** Exercise requirements **
Which lines in the data below contain the word "pink"? Pull each of them out.

[Image-grounded pointing data]

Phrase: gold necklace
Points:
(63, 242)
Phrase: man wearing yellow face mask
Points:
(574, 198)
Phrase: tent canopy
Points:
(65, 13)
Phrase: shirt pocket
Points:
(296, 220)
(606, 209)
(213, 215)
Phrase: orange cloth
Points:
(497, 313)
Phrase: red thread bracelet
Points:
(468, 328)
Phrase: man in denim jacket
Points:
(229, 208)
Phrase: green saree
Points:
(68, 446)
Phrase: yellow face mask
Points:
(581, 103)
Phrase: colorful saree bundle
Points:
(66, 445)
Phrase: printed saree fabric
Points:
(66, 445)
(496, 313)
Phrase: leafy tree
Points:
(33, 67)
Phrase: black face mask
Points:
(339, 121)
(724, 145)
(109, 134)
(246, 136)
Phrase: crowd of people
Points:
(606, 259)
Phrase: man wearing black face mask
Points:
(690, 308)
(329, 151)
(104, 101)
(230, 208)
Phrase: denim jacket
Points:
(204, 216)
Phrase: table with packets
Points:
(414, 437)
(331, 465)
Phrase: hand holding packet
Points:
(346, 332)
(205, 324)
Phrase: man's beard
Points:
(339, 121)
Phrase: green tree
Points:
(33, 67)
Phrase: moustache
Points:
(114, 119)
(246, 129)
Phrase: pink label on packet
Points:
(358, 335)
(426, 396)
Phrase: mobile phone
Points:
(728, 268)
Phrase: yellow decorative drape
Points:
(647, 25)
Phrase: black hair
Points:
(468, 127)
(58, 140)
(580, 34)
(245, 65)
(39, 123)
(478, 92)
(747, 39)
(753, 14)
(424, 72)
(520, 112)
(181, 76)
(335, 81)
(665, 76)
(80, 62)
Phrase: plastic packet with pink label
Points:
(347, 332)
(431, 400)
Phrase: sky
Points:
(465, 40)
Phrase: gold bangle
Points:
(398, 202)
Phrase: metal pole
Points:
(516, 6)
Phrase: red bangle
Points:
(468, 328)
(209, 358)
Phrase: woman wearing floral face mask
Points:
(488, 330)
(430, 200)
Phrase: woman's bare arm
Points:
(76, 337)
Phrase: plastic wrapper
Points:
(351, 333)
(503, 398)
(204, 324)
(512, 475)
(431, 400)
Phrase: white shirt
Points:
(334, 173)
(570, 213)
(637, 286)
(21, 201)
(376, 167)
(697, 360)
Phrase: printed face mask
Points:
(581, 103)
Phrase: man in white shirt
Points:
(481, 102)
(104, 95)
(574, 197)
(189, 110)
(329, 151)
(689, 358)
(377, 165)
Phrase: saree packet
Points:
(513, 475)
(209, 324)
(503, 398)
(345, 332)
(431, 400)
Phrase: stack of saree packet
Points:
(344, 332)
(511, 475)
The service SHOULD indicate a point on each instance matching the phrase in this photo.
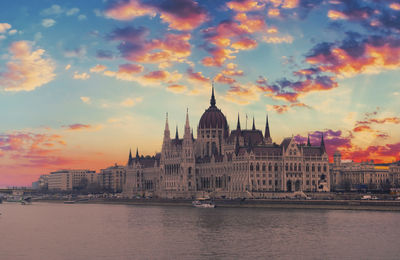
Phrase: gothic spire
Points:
(130, 157)
(238, 125)
(237, 146)
(267, 134)
(166, 129)
(212, 101)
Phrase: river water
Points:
(95, 231)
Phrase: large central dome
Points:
(213, 117)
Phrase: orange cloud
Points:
(82, 76)
(129, 10)
(223, 79)
(27, 69)
(278, 39)
(244, 44)
(98, 68)
(74, 127)
(197, 76)
(273, 12)
(395, 6)
(245, 6)
(176, 88)
(336, 15)
(374, 59)
(180, 15)
(243, 94)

** Written response **
Phrase: pink label on packet
Phrase: plastic packet with pink label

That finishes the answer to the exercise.